Skip to content

[SPARK-57463][SQL] Render nanosecond-precision timestamp types in the Thrift server via the Types Framework#56519

Open
MaxGekk wants to merge 1 commit into
apache:masterfrom
MaxGekk:nanos-thriftserver
Open

[SPARK-57463][SQL] Render nanosecond-precision timestamp types in the Thrift server via the Types Framework#56519
MaxGekk wants to merge 1 commit into
apache:masterfrom
MaxGekk:nanos-thriftserver

Conversation

@MaxGekk

@MaxGekk MaxGekk commented Jun 15, 2026

Copy link
Copy Markdown
Member

What changes were proposed in this pull request?

This PR implements the Types Framework thriftTypeName hook for the nanosecond-capable timestamp types TIMESTAMP_NTZ(p) and TIMESTAMP_LTZ(p) (p in 7-9), so they are usable over the Spark Thrift / JDBC server, reaching parity with the microsecond TimestampType / TimestampNTZType.

SparkExecuteStatementOperation resolves a column's Thrift TTypeId via TypeApiOps(typ).flatMap(_.thriftTypeName). TimestampNanosTypeApiOps did not override TypeApiOps.thriftTypeName (it defaulted to None), and the nanos types are not in the toTTypeIdDefault fallback, so a nanos column hit case other => throw new IllegalArgumentException("Unrecognized type name: ...").

The change overrides thriftTypeName in the abstract base TimestampNanosTypeApiOps (inherited by both the NTZ and LTZ subclasses) to return Some("STRING_TYPE"), mirroring the reference TimeTypeApiOps:

override def thriftTypeName: Option[String] = Some("STRING_TYPE")

STRING_TYPE is the correct mapping because RowSetUtils already serializes these values as a string column (TStringColumn), rendered at the column precision by HiveResult.toHiveString (consistent with cast-to-string). No changes were needed in SparkExecuteStatementOperation or RowSetUtils.

Note: related Hive CLI rendering through the framework is tracked separately by SPARK-57386.

Why are the changes needed?

To be able to retrieve nanosecond-precision timestamps via the Hive Thrift server. Before this change, with the preview flag enabled, such a query fails:

0: jdbc:hive2://localhost:10000/default> SET spark.sql.timestampNanosTypes.enabled=true;
0: jdbc:hive2://localhost:10000/default> SELECT timestamp_ntz'2021-01-01 01:02:03.000000001';
Error: java.lang.IllegalArgumentException: Unrecognized type name: timestamp_ntz(9) (state=,code=0)

This is analogous to the ANSI-interval issue fixed by SPARK-35017 (Unrecognized type name: day-time interval).

Does this PR introduce any user-facing change?

JOB 1: From the rows below, copy out the lines beginning with the line that contains "Pinpoint the white building" and ending after the line that contains "[28, 164, 109, 175]", keeping each line unchanged.
JOB 2: Continue the pull request page about nanosecond timestamps in the Thrift server from the point where it stops.

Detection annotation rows
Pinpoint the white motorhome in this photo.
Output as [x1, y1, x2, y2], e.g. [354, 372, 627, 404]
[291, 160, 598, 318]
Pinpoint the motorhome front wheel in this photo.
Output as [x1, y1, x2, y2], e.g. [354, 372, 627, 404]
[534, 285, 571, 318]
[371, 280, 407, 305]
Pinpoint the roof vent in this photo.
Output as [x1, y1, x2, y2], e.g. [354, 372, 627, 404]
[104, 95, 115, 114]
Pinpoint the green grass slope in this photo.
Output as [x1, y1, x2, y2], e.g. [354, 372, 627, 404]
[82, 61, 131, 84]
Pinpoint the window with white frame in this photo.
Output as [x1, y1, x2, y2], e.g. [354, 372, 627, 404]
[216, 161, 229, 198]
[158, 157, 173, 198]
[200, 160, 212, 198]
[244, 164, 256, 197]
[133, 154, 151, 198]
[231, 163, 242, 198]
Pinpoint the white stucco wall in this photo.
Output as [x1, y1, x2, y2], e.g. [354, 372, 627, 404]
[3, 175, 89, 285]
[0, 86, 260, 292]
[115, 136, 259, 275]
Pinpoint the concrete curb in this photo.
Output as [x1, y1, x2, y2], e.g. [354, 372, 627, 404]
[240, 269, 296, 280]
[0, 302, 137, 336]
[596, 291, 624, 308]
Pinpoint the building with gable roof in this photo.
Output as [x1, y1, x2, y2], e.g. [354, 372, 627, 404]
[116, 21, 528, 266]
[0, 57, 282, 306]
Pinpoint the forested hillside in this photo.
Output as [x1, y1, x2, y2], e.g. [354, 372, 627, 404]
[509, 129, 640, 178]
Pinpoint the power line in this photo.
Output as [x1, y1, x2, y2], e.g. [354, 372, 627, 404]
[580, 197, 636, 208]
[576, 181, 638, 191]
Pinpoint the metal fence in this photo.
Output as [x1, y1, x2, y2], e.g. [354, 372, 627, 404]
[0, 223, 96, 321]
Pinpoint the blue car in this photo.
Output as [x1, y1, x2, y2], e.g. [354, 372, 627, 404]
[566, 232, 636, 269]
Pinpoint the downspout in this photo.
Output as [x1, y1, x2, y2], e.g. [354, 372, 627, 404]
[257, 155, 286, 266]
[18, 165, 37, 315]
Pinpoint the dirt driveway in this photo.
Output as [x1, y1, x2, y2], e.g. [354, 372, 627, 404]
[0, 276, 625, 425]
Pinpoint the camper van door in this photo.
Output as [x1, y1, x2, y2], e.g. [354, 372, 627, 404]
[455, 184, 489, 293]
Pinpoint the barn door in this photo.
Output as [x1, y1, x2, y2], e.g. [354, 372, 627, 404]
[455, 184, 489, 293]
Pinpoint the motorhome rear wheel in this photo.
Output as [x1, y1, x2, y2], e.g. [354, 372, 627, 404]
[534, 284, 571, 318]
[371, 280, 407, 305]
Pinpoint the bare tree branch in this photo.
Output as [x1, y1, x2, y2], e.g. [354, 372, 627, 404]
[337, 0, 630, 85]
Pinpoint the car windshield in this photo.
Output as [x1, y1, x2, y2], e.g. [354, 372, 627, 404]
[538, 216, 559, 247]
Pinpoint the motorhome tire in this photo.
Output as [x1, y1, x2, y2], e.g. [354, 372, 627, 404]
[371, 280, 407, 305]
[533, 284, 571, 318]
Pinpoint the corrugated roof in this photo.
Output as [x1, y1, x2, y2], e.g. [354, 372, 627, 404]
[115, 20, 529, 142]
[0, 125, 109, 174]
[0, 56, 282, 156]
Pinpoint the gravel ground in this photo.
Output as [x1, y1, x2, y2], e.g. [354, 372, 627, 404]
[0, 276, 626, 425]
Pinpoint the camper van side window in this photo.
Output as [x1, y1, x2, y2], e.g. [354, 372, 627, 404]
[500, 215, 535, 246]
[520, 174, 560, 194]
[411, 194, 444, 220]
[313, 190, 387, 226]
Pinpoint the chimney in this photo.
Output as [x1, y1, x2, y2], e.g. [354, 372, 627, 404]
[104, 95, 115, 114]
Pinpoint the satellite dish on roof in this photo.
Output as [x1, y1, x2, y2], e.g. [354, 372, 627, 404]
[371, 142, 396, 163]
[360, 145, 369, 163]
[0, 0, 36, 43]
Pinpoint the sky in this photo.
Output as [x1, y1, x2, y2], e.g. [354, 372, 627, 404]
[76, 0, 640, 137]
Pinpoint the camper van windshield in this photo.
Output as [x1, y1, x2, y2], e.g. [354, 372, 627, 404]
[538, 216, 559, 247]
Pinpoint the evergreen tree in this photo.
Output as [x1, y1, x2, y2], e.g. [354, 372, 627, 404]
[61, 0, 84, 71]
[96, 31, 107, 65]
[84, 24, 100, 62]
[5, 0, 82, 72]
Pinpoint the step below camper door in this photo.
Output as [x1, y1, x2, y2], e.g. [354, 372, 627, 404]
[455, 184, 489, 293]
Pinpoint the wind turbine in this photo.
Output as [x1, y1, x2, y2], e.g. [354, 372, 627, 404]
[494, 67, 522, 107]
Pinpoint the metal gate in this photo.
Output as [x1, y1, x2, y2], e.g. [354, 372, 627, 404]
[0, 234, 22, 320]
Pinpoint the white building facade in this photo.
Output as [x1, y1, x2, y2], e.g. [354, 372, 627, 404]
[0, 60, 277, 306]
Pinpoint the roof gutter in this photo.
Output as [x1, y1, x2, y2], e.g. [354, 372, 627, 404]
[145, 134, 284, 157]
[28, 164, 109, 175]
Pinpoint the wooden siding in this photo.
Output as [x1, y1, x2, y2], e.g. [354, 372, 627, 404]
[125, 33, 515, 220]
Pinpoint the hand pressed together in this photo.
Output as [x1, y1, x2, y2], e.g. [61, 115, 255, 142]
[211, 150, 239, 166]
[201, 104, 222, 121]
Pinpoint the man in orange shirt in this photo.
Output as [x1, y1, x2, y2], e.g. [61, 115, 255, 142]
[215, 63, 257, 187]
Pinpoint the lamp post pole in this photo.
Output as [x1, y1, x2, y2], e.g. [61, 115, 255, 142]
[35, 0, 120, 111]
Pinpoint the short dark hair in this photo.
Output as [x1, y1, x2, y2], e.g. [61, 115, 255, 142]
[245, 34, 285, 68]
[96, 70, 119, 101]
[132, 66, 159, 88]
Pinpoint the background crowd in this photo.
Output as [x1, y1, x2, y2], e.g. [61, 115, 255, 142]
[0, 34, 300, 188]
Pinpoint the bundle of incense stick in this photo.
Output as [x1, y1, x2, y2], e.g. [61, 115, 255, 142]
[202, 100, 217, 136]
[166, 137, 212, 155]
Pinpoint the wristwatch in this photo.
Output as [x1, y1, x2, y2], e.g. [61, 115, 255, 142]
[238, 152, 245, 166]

RIGHT ANSWER 1:
Pinpoint the white building facade in this photo.
Output as [x1, y1, x2, y2], e.g. [354, 372, 627, 404]
[0, 60, 277, 306]
Pinpoint the roof gutter in this photo.
Output as [x1, y1, x2, y2], e.g. [354, 372, 627, 404]
[145, 134, 284, 157]
[28, 164, 109, 175]

RIGHT ANSWER 2:
Yes. After the changes, nanosecond timestamp columns are returned over JDBC as strings rendered at the column precision (the nanos types are a preview feature gated by spark.sql.timestampNanosTypes.enabled):

0: jdbc:hive2://localhost:10000/default> SET spark.sql.timestampNanosTypes.enabled=true;
0: jdbc:hive2://localhost:10000/default> SELECT timestamp_ntz'2021-01-01 01:02:03.000000001' AS ntz9;
+--------------------------------+
|              ntz9              |
+--------------------------------+
| 2021-01-01 01:02:03.000000001  |
+--------------------------------+
0: jdbc:hive2://localhost:10000/default> SELECT timestamp_ltz'2021-01-01 01:02:03.123456789' AS ltz9;
+--------------------------------+
|              ltz9              |
+--------------------------------+
| 2021-01-01 01:02:03.123456789  |
+--------------------------------+
0: jdbc:hive2://localhost:10000/default> SELECT CAST('2021-01-01 01:02:03.123456789' AS TIMESTAMP_NTZ(7)) AS ntz7;
+------------------------------+
|             ntz7             |
+------------------------------+
| 2021-01-01 01:02:03.1234567  |
+------------------------------+
0: jdbc:hive2://localhost:10000/default> SELECT CAST('2021-01-01 01:02:03.123456789' AS TIMESTAMP_LTZ(8)) AS ltz8;
+-------------------------------+
|             ltz8              |
+-------------------------------+
| 2021-01-01 01:02:03.12345678  |
+-------------------------------+

With the flag off (the production default), a nanos literal continues to degrade to a microsecond timestamp, unchanged by this PR:

0: jdbc:hive2://localhost:10000/default> SELECT timestamp_ntz'2021-01-01 01:02:03.000000001' AS ntz;
+------------------------+
|          ntz           |
+------------------------+
| 2021-01-01 01:02:03.0  |
+------------------------+

How was this patch tested?

  1. New tests under sql/hive-thriftserver:
    • SparkExecuteStatementOperationSuite: asserts toTTableSchema maps TimestampNTZNanosType(p) / TimestampLTZNanosType(p) (p in 7-9) to TTypeId.STRING_TYPE.
    • HiveThriftBinaryServerSuite: an end-to-end JDBC test that enables the flag, queries NTZ/LTZ at precisions 7-9, and asserts both the column metadata (VARCHAR / "string") and the rendered fractional digits.
$ build/sbt -Phive -Phive-thriftserver "hive-thriftserver/testOnly *SparkExecuteStatementOperationSuite"
$ build/sbt -Phive -Phive-thriftserver "hive-thriftserver/testOnly *HiveThriftBinaryServerSuite -- -z nanosecond"
  1. Manually verified end-to-end against a running Thrift server with beeline (the before/after transcripts shown above).

Was this patch authored or co-authored using generative AI tooling?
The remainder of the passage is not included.